> **Exercise directions**
Report how many lines of the material below contain the string "hair", counting only matches with the same capitalization. Give the number alone.

== == ==

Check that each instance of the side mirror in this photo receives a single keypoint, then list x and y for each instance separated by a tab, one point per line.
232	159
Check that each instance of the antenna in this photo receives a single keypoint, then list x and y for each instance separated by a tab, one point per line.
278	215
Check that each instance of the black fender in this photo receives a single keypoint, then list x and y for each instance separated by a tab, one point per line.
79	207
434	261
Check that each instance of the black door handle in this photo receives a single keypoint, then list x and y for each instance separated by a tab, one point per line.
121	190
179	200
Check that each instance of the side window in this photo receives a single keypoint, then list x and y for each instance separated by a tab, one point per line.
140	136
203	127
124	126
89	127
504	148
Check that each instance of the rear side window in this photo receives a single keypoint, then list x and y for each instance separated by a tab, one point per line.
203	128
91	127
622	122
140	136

== == ==

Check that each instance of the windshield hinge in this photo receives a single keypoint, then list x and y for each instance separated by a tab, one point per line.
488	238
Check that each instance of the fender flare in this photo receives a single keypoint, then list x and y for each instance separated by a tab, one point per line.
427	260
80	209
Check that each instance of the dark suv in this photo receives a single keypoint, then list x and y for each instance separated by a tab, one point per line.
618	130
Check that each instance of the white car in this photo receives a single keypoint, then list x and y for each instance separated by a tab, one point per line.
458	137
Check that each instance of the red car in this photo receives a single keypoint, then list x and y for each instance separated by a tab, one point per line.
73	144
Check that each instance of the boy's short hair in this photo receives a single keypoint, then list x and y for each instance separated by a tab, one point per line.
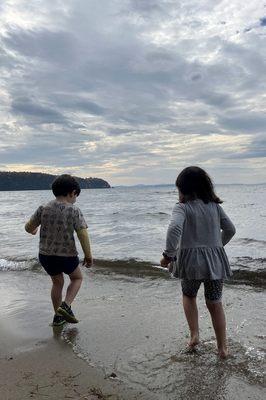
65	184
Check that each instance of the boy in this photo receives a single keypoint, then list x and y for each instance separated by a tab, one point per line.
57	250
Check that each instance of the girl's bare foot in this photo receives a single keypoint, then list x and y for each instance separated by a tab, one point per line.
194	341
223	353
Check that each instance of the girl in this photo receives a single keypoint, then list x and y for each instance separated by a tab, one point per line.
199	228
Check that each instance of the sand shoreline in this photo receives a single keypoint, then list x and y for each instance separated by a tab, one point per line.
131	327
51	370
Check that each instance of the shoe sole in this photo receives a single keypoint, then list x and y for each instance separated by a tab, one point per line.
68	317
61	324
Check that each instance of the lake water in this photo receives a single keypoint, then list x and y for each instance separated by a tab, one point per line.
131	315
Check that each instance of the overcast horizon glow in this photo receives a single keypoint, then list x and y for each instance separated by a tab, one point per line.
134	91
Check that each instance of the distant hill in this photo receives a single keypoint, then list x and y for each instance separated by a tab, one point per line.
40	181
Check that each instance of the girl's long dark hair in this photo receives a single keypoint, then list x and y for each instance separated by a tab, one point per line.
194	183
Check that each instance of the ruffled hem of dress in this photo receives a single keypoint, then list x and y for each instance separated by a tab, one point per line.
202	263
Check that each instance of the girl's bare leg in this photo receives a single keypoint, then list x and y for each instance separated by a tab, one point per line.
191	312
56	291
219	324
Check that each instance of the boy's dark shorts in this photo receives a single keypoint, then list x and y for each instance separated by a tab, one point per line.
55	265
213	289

== == ==

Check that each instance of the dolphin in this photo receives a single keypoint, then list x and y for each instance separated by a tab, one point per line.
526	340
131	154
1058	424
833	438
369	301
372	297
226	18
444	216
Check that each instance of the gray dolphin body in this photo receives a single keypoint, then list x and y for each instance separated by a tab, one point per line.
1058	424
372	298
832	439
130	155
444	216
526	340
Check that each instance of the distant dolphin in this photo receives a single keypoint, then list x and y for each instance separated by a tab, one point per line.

== == ==

> **Task output**
2